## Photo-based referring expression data
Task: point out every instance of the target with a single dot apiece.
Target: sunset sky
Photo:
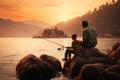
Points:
(50, 11)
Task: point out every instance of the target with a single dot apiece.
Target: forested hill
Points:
(105, 19)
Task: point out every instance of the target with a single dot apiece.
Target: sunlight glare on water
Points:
(14, 49)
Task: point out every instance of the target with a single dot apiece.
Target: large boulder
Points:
(54, 62)
(33, 68)
(90, 56)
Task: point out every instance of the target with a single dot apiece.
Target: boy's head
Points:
(74, 36)
(84, 24)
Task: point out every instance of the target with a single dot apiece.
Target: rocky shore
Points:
(94, 65)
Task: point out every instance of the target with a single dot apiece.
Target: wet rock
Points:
(92, 72)
(52, 61)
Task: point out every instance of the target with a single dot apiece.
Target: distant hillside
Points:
(51, 33)
(40, 24)
(105, 19)
(9, 28)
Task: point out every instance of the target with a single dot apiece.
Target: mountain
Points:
(40, 24)
(9, 28)
(105, 19)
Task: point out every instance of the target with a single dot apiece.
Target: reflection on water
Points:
(13, 49)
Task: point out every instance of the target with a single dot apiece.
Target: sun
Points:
(65, 19)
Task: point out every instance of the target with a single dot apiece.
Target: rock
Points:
(92, 72)
(52, 61)
(114, 68)
(33, 68)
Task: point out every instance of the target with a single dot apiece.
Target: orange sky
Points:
(50, 11)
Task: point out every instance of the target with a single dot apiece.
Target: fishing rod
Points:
(42, 38)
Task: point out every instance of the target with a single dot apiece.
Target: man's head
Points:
(84, 24)
(74, 36)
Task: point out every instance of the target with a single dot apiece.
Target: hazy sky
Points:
(51, 11)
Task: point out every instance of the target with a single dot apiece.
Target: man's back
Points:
(76, 46)
(89, 37)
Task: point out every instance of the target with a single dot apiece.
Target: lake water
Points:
(13, 49)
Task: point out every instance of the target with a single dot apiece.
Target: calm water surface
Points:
(13, 49)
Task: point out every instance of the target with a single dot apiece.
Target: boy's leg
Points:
(68, 53)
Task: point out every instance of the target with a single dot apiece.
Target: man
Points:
(89, 36)
(75, 49)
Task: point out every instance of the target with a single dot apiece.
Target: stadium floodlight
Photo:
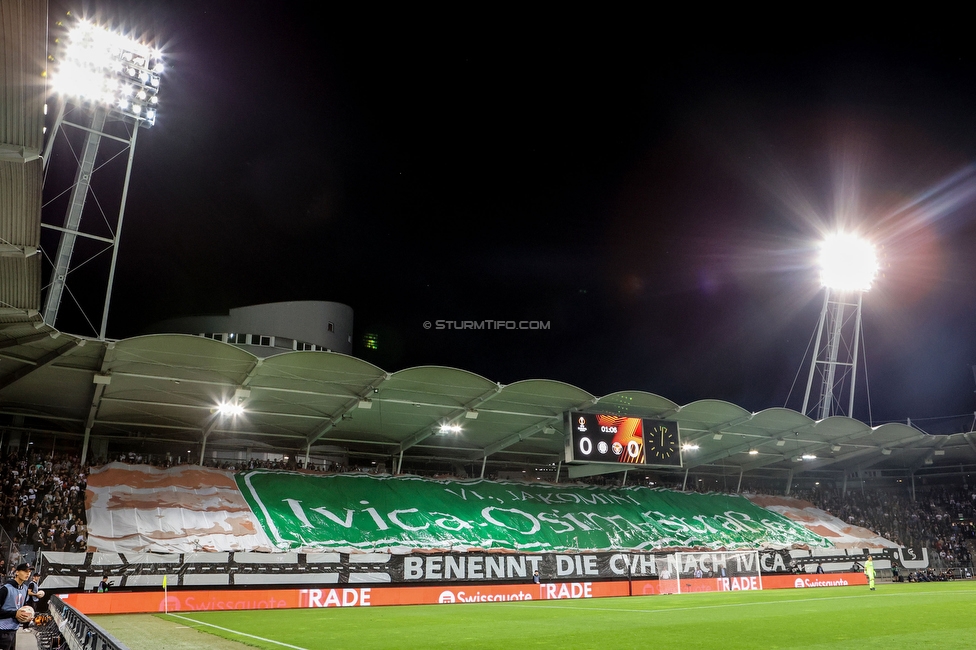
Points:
(110, 69)
(848, 268)
(113, 79)
(847, 263)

## Work to complete
Starting at the line that holds "Target: lake water", print each line through the last one of the entries above, exactly and with both ends included; no pictures.

## Answer to this problem
Target: lake water
Points:
(13, 49)
Task: point out every instance of the target with a single dot apiece.
Target: calm water surface
Points:
(13, 49)
Task: point out every instance of the target with a single dot apiece.
Target: boy's leg
Points:
(68, 53)
Task: point out every instance of the target with a single dot apiece.
Target: man
Points:
(89, 36)
(75, 49)
Task: point out every instance of the target with a single dot apiece.
Target: stadium floodlight
Photo:
Points:
(110, 69)
(848, 268)
(113, 79)
(847, 263)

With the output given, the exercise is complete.